## [Problem statement]
Your task is to repeat, word for word, the line containing "Could you kindly point to the cut" and all lines that follow it to the end of the material, and no other lines.
/---
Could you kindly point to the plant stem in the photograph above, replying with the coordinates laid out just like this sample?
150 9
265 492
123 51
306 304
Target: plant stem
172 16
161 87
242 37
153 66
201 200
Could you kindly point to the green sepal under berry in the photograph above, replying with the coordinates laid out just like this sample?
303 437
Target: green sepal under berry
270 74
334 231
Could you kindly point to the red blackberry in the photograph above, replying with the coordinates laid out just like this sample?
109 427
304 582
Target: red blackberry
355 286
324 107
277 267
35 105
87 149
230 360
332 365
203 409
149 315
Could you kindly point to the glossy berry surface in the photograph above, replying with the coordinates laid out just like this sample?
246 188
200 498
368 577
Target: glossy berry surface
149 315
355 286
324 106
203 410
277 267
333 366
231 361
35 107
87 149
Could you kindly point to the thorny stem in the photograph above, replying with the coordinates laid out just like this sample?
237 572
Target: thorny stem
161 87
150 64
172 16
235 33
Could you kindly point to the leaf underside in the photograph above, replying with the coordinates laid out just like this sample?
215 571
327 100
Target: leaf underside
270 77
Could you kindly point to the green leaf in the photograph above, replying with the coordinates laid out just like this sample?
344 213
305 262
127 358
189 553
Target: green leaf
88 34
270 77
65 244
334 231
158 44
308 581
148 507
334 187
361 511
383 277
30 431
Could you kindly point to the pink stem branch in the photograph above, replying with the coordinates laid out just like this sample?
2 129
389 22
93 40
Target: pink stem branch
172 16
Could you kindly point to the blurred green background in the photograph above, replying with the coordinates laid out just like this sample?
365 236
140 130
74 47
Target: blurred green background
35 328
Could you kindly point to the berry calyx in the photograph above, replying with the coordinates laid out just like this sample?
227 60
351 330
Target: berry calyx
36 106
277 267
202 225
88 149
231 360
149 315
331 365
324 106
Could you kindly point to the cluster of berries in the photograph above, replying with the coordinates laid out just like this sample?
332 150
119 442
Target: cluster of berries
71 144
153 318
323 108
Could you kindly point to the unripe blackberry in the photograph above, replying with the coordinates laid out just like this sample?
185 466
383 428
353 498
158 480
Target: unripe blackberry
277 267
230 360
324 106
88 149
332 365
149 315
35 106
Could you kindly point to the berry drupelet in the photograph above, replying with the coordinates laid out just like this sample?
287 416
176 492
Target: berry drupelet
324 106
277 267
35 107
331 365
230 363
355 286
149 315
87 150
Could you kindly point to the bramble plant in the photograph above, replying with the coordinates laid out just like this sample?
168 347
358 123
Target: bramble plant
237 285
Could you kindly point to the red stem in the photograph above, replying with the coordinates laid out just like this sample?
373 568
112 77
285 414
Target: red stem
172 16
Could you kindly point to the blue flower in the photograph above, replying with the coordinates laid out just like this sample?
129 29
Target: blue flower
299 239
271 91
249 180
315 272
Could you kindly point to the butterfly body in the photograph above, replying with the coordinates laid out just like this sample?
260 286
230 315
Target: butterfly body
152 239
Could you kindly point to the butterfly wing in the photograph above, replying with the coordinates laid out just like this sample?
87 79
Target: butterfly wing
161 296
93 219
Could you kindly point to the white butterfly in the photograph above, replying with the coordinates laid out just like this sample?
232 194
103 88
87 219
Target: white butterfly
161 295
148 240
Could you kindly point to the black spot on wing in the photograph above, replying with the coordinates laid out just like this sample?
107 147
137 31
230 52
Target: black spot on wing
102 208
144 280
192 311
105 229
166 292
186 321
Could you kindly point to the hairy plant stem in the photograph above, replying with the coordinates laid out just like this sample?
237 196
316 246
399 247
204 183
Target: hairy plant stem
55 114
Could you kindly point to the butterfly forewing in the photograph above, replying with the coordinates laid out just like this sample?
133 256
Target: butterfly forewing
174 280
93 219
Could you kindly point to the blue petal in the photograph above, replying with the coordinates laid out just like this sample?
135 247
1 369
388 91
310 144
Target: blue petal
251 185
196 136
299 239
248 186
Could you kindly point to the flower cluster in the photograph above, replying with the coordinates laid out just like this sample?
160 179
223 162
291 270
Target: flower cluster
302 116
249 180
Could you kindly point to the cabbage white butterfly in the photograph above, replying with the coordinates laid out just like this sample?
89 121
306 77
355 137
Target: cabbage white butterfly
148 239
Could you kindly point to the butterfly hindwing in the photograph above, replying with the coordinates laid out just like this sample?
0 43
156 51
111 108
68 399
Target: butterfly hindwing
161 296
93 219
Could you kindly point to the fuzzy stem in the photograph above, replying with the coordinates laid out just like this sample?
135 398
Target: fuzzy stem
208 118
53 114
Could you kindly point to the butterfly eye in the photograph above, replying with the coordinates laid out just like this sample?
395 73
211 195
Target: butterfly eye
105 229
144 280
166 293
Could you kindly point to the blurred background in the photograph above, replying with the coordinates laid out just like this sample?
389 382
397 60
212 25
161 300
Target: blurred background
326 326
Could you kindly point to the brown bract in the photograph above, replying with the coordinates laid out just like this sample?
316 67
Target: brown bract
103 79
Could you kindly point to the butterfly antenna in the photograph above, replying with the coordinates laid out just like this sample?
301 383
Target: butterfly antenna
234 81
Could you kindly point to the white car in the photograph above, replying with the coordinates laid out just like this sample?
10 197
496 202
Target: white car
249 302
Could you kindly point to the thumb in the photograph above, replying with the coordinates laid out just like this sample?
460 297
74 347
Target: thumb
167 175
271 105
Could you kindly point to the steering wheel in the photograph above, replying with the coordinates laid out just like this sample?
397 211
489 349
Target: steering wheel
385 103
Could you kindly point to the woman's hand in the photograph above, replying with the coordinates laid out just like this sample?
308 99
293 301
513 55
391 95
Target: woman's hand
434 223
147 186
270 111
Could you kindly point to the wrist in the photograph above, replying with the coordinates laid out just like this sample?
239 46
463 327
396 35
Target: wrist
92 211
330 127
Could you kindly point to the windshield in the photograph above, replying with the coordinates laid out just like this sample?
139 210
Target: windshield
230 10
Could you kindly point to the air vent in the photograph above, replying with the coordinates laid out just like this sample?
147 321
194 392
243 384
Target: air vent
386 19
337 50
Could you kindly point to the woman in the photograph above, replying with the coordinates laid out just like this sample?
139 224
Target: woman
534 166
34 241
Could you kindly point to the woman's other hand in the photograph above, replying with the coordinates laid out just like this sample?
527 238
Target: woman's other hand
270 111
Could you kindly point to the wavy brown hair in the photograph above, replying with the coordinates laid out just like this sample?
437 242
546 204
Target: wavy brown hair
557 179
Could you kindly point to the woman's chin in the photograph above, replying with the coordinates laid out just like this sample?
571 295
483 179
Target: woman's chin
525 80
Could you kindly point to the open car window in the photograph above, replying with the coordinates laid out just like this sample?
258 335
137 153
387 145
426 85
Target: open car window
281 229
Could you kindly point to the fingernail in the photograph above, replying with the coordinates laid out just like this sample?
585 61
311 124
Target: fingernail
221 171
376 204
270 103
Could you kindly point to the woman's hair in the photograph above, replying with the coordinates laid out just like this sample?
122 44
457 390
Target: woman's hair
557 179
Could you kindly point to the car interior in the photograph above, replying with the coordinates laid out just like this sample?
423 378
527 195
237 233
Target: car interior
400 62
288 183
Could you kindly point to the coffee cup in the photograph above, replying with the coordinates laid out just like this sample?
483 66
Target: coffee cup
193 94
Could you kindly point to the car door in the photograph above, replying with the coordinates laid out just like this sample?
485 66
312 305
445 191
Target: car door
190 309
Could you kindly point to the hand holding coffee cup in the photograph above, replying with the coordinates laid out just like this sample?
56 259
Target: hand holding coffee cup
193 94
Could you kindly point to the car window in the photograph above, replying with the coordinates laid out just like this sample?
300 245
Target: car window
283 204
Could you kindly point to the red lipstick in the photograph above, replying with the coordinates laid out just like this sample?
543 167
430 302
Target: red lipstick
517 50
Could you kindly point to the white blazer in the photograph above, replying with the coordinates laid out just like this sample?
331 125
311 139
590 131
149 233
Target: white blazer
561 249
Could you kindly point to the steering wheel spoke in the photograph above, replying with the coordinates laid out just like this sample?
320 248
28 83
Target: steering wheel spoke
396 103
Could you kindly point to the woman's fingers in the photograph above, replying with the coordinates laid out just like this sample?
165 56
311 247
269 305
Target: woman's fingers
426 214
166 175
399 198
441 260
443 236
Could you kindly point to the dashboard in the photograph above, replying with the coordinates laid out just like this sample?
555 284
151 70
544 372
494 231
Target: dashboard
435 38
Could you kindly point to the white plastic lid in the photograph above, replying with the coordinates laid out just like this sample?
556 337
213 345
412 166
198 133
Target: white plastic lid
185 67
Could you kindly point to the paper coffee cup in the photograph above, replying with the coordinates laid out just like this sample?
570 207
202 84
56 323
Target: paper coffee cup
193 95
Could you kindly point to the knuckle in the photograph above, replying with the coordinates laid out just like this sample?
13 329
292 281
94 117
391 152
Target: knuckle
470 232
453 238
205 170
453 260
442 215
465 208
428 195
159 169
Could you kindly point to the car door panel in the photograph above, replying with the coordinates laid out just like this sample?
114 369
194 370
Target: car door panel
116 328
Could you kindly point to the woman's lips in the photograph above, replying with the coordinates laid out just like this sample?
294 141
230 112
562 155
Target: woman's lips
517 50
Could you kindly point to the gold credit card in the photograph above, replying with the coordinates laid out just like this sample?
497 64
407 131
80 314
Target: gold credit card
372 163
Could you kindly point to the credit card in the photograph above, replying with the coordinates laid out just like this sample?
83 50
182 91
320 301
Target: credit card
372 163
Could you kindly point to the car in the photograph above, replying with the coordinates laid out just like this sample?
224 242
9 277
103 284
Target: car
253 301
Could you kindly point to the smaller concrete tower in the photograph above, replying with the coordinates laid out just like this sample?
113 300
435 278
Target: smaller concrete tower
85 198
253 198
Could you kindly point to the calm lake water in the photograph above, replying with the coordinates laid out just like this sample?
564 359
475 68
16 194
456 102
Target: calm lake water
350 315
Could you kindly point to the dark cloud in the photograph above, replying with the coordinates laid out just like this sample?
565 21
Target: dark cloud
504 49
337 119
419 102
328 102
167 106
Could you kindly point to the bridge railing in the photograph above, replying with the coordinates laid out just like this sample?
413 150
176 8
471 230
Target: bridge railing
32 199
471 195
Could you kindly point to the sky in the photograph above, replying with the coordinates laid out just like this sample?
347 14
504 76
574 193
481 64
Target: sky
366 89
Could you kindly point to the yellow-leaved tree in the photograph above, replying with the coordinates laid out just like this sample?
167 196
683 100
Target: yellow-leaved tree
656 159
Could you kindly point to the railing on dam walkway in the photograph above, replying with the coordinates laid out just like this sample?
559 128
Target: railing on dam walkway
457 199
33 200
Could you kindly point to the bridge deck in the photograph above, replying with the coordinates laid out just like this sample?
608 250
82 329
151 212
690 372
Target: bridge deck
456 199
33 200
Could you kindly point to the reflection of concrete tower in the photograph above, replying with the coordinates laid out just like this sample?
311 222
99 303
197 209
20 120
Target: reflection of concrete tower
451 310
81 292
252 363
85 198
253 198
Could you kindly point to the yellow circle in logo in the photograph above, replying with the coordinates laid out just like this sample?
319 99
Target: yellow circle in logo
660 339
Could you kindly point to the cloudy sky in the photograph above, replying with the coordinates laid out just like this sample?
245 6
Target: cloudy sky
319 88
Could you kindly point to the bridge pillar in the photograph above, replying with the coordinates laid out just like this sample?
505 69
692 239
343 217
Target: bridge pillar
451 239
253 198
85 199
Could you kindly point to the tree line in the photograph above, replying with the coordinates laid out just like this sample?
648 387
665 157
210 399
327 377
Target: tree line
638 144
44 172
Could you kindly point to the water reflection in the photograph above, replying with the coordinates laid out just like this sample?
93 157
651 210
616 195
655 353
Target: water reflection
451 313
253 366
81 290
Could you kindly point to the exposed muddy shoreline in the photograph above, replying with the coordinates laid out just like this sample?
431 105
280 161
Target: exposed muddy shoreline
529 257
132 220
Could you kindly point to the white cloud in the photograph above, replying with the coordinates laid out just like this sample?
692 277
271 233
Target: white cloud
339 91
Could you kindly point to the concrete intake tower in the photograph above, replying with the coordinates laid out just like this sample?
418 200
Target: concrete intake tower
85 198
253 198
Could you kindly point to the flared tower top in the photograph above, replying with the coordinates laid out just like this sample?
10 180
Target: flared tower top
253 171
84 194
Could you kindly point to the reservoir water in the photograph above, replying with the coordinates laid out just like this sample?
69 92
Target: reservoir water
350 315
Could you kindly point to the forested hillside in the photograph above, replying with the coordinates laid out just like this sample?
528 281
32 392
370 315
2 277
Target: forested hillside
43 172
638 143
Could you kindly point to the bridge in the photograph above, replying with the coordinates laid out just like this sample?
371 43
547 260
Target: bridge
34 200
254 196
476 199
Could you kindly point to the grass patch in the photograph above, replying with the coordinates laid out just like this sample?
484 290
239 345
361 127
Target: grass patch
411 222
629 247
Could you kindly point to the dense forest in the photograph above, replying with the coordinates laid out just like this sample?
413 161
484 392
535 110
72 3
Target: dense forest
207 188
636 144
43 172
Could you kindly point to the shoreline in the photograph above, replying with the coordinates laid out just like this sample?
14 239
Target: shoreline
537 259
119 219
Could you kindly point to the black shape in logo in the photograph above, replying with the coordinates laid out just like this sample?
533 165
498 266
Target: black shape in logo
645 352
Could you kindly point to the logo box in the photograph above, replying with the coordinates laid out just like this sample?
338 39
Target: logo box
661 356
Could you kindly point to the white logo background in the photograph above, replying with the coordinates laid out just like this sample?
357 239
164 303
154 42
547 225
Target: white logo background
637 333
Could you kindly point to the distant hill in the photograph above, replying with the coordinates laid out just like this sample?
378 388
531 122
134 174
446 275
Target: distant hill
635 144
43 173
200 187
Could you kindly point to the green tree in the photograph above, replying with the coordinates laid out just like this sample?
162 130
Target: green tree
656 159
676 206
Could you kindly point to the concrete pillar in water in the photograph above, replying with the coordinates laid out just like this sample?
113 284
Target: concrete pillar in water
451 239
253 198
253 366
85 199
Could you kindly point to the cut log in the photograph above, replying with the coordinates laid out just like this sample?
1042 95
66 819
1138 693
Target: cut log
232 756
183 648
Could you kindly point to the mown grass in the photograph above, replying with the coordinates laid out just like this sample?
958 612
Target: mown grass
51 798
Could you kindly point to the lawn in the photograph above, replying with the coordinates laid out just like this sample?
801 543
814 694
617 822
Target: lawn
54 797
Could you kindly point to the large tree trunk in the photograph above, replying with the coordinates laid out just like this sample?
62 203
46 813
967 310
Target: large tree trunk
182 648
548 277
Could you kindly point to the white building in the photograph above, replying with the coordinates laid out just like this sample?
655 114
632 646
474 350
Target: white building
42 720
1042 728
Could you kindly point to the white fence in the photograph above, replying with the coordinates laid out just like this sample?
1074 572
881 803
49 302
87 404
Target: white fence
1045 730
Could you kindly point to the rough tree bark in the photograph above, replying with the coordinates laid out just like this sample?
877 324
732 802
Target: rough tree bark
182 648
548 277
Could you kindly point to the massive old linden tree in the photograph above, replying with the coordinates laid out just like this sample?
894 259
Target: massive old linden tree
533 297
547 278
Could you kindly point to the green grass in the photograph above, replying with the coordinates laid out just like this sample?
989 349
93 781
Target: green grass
\---
## [Correct response]
Could you kindly point to the cut log in the photograph above, replying with the coordinates laid out just like this sample?
1042 95
66 819
1138 693
Target: cut log
232 756
183 648
Could you kindly point to the mown grass in the photograph above, replying with the coordinates laid out just like this sample?
958 612
Target: mown grass
51 798
Could you kindly point to the lawn in the photograph above, replying with the coordinates laid out just like this sample?
801 543
814 694
617 822
Target: lawn
54 797
Could you kindly point to the large tree trunk in the photograph above, replying with the coordinates laid out just like this sample?
62 203
46 813
967 310
Target: large tree trunk
182 648
548 277
Could you kindly point to the white building in the photograph above, replying with the coordinates laid out just like this sample?
655 114
632 646
474 350
Target: white building
42 720
1042 728
Could you kindly point to the white fence in the photograph above, replying with the coordinates laid out just like this sample?
1074 572
881 803
49 302
87 404
Target: white fence
1045 730
Could you kindly point to the rough tree bark in the photograph above, replying with the coordinates laid out just like this sample?
877 324
732 802
Target: rough tree bark
182 648
548 277
Could you kindly point to the massive old linden tree in the photograph above, replying with the coordinates laid out just like this sample?
894 259
Target: massive old linden tree
533 297
547 278
Could you kindly point to the green grass in the photograph above, replying with the coordinates laid out just like this sample?
989 349
93 781
Target: green grass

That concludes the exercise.